"""
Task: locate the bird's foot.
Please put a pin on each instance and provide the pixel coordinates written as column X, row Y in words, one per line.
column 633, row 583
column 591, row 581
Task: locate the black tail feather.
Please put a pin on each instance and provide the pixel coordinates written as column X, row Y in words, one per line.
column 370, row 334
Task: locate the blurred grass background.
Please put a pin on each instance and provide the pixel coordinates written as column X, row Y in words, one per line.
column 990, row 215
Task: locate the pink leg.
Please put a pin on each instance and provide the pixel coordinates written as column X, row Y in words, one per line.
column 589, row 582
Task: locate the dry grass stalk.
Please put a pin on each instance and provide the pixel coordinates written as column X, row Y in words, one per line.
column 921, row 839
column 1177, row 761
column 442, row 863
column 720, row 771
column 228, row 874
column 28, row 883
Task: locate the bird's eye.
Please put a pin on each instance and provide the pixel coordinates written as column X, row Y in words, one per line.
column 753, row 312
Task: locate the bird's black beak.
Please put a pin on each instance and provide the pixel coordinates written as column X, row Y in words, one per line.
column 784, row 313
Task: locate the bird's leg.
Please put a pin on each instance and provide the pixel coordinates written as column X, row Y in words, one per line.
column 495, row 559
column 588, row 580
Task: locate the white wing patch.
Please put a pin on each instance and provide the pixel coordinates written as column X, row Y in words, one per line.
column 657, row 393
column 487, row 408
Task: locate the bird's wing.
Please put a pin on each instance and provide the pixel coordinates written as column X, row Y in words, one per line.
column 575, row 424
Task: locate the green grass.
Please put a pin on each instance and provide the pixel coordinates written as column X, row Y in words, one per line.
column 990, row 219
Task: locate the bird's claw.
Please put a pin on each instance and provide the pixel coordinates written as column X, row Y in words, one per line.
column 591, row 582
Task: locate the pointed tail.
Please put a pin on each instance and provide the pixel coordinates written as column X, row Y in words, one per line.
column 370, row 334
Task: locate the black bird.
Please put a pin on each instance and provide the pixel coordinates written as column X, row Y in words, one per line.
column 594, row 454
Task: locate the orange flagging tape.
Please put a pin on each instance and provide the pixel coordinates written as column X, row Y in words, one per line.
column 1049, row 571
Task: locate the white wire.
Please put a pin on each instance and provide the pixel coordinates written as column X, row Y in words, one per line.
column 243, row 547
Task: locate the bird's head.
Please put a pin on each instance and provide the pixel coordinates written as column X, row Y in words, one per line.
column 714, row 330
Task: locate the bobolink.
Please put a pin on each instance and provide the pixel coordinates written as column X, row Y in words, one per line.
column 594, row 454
"""
#### Objective:
Copy every row above verbatim, keeping their order.

#### Solution:
Task: locate the bird's foot.
Please put a pin on each instance and provide the pixel coordinates written as column X, row Y in words, one per line.
column 633, row 583
column 591, row 581
Task: locate the black tail feather.
Please put a pin on each instance and provide the pixel coordinates written as column X, row Y in words, one per line.
column 370, row 334
Task: locate the blurred grass background.
Please put a pin on each instance and provide the pixel coordinates written as column X, row Y in words, one per line.
column 990, row 215
Task: locate the pink leg.
Please put a pin on each instance and provide the pixel coordinates written as column X, row Y in words, one per line.
column 589, row 582
Task: locate the dry grass stalk.
Please put a pin on each instance and provide the pixel coordinates written as column X, row Y in words, one per line.
column 921, row 839
column 1177, row 761
column 442, row 863
column 720, row 771
column 228, row 874
column 28, row 883
Task: locate the bird's eye.
Please put a pin on each instance and provide the pixel coordinates written as column X, row Y in words, one per line.
column 753, row 312
Task: locate the bird's black beak.
Please put a pin on each instance and provide the pixel coordinates written as column X, row Y in words, one per line.
column 784, row 313
Task: locate the bird's leg.
Please put a pin on each instance and provide the pixel coordinates written as column X, row Y in words, one per line.
column 495, row 559
column 588, row 580
Task: locate the white wing patch.
Please put a pin on each instance and provide the pixel coordinates written as column X, row Y in words, one per line.
column 657, row 393
column 487, row 408
Task: locate the bird's wing.
Please put a pin on each instance and provide the pixel coordinates written as column X, row Y in words, one per line.
column 575, row 424
Task: locate the green grass.
Please put a pin on each instance and provide the pixel coordinates written as column X, row Y in words, one per line.
column 990, row 219
Task: locate the bird's claw.
Please put a pin on each instance and provide the pixel coordinates written as column X, row Y in words, one per line.
column 591, row 582
Task: locate the pointed tail.
Please put a pin on each instance and provide the pixel coordinates written as column X, row Y in words, one per line.
column 370, row 334
Task: locate the black bird.
Please put a pin on each instance and provide the pixel coordinates written as column X, row Y in words, one per line.
column 594, row 454
Task: locate the orange flagging tape.
Please put a pin on each instance and provide the pixel coordinates written as column X, row Y in words, one per line.
column 1049, row 571
Task: locate the white wire.
Please put a pin on each instance and provide the pixel coordinates written as column X, row Y in words, one per line.
column 243, row 547
Task: locate the bird's head.
Please put a pin on each instance and provide the pixel coordinates written as column X, row Y in words, one per line.
column 714, row 330
Task: locate the bobolink.
Please put a pin on each instance and provide the pixel coordinates written as column X, row Y in words, one per line.
column 594, row 454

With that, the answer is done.